#### Dataset records:
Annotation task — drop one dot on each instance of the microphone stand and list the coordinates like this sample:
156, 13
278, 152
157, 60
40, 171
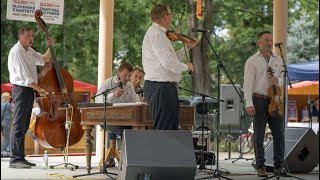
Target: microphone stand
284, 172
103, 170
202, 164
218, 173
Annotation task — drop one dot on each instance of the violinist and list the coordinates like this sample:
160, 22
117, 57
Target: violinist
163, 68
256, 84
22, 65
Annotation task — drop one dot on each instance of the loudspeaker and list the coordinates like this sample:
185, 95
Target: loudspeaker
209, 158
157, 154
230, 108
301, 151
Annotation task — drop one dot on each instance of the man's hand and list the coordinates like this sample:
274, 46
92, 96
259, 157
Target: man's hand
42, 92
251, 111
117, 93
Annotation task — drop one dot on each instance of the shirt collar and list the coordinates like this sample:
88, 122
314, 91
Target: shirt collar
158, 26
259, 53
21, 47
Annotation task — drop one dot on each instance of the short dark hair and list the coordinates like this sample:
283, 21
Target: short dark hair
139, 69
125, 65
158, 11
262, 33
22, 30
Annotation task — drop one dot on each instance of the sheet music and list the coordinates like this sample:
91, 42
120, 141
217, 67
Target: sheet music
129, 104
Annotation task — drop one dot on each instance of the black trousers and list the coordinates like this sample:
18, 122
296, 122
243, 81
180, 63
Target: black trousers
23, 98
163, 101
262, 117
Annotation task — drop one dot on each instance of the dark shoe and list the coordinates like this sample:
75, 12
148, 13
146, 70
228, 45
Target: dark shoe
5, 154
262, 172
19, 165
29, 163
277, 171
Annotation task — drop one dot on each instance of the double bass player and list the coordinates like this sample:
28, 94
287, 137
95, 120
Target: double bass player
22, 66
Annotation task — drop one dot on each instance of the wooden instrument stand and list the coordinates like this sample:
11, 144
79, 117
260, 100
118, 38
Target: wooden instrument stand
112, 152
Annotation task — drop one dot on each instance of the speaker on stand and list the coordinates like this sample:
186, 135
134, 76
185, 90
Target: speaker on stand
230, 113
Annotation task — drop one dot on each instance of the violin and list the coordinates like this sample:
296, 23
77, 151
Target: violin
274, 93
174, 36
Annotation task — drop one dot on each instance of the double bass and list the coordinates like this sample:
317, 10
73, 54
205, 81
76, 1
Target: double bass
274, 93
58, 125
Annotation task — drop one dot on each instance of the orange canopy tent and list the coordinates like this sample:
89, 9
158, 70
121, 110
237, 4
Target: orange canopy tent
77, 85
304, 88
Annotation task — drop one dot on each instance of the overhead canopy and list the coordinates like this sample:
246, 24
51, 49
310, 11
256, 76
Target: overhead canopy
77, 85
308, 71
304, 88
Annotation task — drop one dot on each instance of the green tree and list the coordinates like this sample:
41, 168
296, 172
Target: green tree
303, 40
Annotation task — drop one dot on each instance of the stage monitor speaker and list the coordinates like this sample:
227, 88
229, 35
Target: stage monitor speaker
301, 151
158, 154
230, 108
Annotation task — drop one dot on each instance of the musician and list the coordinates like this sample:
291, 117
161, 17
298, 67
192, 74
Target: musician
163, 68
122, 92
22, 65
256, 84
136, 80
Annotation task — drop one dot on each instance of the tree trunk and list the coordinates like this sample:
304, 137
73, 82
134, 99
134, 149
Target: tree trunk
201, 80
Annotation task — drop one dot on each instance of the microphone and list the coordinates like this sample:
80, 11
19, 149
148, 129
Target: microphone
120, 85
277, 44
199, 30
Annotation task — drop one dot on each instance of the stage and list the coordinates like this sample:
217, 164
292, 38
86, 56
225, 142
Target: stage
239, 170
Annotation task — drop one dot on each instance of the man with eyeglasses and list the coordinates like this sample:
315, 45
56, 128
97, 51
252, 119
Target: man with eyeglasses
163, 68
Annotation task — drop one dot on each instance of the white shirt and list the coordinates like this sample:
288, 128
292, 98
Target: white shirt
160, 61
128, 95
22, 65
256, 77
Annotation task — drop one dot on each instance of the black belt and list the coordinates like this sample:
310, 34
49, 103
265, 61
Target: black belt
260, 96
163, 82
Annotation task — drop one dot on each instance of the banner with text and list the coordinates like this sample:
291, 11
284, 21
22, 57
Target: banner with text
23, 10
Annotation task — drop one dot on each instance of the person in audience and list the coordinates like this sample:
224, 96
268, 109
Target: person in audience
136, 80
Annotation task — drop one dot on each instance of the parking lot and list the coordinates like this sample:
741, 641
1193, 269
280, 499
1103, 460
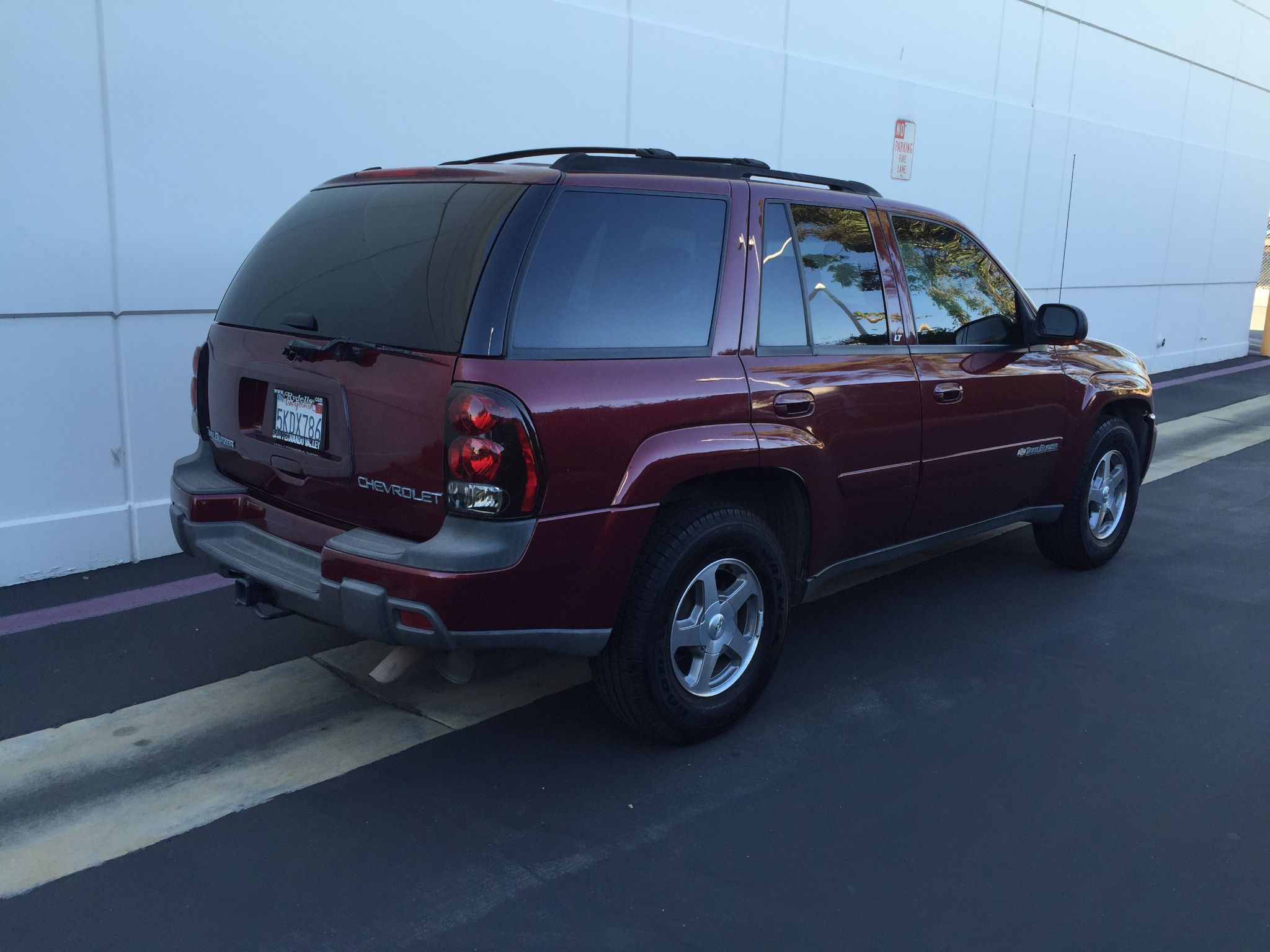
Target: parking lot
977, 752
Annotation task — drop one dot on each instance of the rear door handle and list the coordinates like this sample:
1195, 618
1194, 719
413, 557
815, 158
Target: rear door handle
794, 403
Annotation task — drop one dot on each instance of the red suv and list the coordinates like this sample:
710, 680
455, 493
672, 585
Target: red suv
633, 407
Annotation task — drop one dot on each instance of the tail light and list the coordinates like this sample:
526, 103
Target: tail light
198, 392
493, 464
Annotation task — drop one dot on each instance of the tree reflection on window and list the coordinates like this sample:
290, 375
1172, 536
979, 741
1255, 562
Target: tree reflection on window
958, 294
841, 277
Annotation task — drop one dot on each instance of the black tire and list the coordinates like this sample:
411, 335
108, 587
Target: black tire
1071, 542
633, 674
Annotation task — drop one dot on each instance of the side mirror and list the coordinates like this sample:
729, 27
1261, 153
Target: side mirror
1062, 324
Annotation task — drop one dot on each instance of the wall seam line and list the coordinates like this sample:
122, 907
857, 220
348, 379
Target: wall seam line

#### Work instruction:
Every line above is to be reproduced verbatim, and the pictures are to be omitted.

#### Exercise result:
Annotation task — drop one dot on each instance of the microphone stand and list the coordinates like this sample:
156, 13
278, 152
157, 60
40, 171
Target: microphone stand
284, 172
103, 170
202, 164
218, 173
Annotation task — drop one dot on each instance of the violinist and list the coordinates like this sample:
160, 22
117, 57
Target: violinist
163, 68
256, 84
22, 65
Annotation task — drop one dot on each instance of the loudspeaker and list the coordinates like this sample:
185, 95
Target: loudspeaker
209, 158
157, 154
230, 108
301, 151
Annotation task — drop one dot on each instance of the man's hand and list the coordinates like this sample:
274, 46
92, 96
259, 157
Target: man's hand
42, 92
251, 111
117, 93
Annotation task — drop one dot on each instance of the shirt collar and list the coordinates like this sample:
88, 122
314, 91
Target: shirt collar
158, 26
259, 53
21, 47
Annotation task — drop one dot on each instance of the short dark hair and list the coordinates like this sample:
283, 21
Target: short dark hair
139, 69
125, 65
158, 11
262, 33
22, 30
Annotation task — drop one dot on each instance of the sheet music and list the coordinates like this sample:
91, 42
120, 141
217, 67
Target: sheet music
129, 104
Annotation task — drop one dot on each instance of the black trousers and list the coordinates like this sample:
18, 122
296, 122
243, 81
180, 63
Target: black trousers
23, 98
163, 101
262, 117
Annotation task — drop one dot on each instance of the dark shoe and list the coordinates like this sample:
75, 12
148, 13
146, 70
228, 45
Target: dark shoe
5, 154
262, 172
19, 165
29, 163
277, 171
Annotation task — drop one dot on each instance of the double bass player and list the coordinates like this sample:
28, 94
287, 137
95, 120
Target: double bass player
22, 66
Annotation task — drop one dot on each instance of the wooden instrument stand and list the coordinates like this sample:
11, 144
79, 117
260, 100
118, 38
Target: wooden instrument stand
112, 152
Annotation task — drop one dot on each instance of the speaker on stand and list the coordinates like this sample:
186, 135
134, 76
185, 90
Target: speaker on stand
230, 113
Annotation task — drop one dot on each instance of the violin and list the coordinates like this sample:
296, 23
77, 151
Target: violin
274, 93
174, 36
Annotation task — drop one dot on each instance of the double bass and list the coordinates like this sample:
317, 10
73, 54
205, 81
76, 1
Target: double bass
274, 93
58, 125
Annotation task — drop one dot on each instance of the orange canopy tent and list the coordinates like this sample:
89, 9
158, 70
121, 110
237, 4
Target: orange canopy tent
77, 85
304, 88
Annotation task — drop one dot on each instance of the overhead canopy and list the coordinates like this sample:
246, 24
51, 49
310, 11
256, 76
Target: overhead canopy
77, 85
308, 71
304, 88
Annotation task — drop one dot on each instance of the green tree and list the coordinates like this sample:
41, 168
296, 172
Target: green tree
303, 40
Annotation task — drop one dot on each instance of the stage monitor speaker and list the coordinates like this sample:
227, 88
229, 35
Target: stage monitor speaker
301, 151
158, 154
230, 108
Annotation task — drop one dot on each instance of the musician and list the coordinates like this sample:
291, 117
161, 17
298, 67
192, 74
Target: musician
163, 68
122, 92
22, 65
256, 84
136, 80
Annotation task — drop one dot on each instance of the tree trunk and list the coordinates like this sample:
304, 137
73, 82
134, 99
134, 149
Target: tree trunk
201, 80
Annotation task — drop one dot on each instance of the microphone and list the coordinates like this sample:
80, 11
19, 149
148, 129
Target: microphone
120, 85
277, 44
199, 30
Annotation task — drop one dot on each instance of the stage and list the coordinates like this sample:
217, 164
292, 38
86, 56
225, 142
Target: stage
239, 170
Annotation task — drop one dot on each instance of the man with eyeglasses and list the coordinates like this sample:
315, 45
56, 128
97, 51
252, 119
Target: man with eyeglasses
163, 68
Annotation task — drop one dot on each instance of the white shirt and list the coordinates like this sample:
288, 128
292, 98
Target: white shirt
160, 61
128, 95
22, 65
256, 77
Annotation task — drop one dot on each instance of the black belt and list the coordinates like this sample:
310, 34
49, 103
265, 61
Target: black belt
260, 96
163, 82
Annotation task — drop one dot on each instance of the banner with text and list the coordinates like this sample:
291, 11
284, 21
22, 57
Target: banner with text
23, 10
Annotation task — drop one dot on each instance of the person in audience and list the coordinates like this sample:
224, 96
268, 109
Target: person in audience
136, 80
Annotation task — drop one dot on each instance of the parking lot and list the coordinates like this sample:
741, 641
1193, 269
280, 499
1103, 460
Target: parking lot
977, 752
Annotation task — drop one dot on each instance of the rear door handle and list the coordinates like this sample:
1195, 618
1194, 719
413, 557
815, 158
Target: rear door handle
794, 403
Annotation task — drop one dot on each instance of the red suv and list the coordinates like this sample:
710, 680
455, 493
672, 585
Target: red suv
633, 407
Annotation task — drop one dot on each instance of the tail light and list the coordinates like this sample:
526, 103
Target: tail light
198, 392
493, 464
Annotation task — drop one dot on each instance of the tree reflection on window and list the coordinates like this sample:
290, 375
1172, 536
979, 741
1255, 562
Target: tree reflection on window
958, 294
841, 277
Annotation task — drop one dot on each instance of the black tire and list the coordinates like this sample:
411, 335
108, 587
Target: black tire
1071, 542
633, 674
Annotation task — drop one dot on each instance of the side mirror and list the coordinates like this sample:
729, 27
1261, 153
Target: side mirror
1062, 324
Annotation task — drop one dot on each instance of the wall seam line and list the coordinates like this sample:
122, 907
857, 220
348, 379
Target: wall seam line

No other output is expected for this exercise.